§ **What is being asked**
Rewrite the lines from the start through the line containing "237L161 244L156 267L166" as a Markdown table with the columns Row and Text, giving each line its row number and omitting blank lines.

§ **Listed entries**
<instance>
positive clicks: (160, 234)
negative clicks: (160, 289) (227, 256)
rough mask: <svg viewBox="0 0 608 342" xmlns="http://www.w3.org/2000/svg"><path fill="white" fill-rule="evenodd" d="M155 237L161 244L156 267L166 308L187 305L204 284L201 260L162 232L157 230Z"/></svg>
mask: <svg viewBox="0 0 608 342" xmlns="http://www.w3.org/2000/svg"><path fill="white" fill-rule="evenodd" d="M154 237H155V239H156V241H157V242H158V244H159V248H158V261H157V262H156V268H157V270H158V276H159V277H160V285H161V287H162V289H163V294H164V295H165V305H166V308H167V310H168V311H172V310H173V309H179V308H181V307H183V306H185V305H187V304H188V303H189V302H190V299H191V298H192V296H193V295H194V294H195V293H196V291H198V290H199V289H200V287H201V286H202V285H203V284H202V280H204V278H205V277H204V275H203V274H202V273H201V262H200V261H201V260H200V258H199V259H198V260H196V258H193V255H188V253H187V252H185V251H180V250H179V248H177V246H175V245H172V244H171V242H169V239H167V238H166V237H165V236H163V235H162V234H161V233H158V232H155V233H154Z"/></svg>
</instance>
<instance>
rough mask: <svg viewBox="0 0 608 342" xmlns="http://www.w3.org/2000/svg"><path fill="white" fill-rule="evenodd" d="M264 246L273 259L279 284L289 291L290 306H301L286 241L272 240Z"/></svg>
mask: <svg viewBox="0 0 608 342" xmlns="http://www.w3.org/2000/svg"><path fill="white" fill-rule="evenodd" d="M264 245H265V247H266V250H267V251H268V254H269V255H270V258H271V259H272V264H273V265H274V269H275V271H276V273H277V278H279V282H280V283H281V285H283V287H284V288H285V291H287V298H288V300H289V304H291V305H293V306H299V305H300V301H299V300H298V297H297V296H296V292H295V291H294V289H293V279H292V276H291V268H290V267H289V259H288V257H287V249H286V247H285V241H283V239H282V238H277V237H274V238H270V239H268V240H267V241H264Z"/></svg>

§ **Written answer**
| Row | Text |
|---|---|
| 1 | <instance> |
| 2 | positive clicks: (160, 234) |
| 3 | negative clicks: (160, 289) (227, 256) |
| 4 | rough mask: <svg viewBox="0 0 608 342" xmlns="http://www.w3.org/2000/svg"><path fill="white" fill-rule="evenodd" d="M155 237L161 244L156 267L166 308L187 305L204 284L201 260L162 232L157 230Z"/></svg> |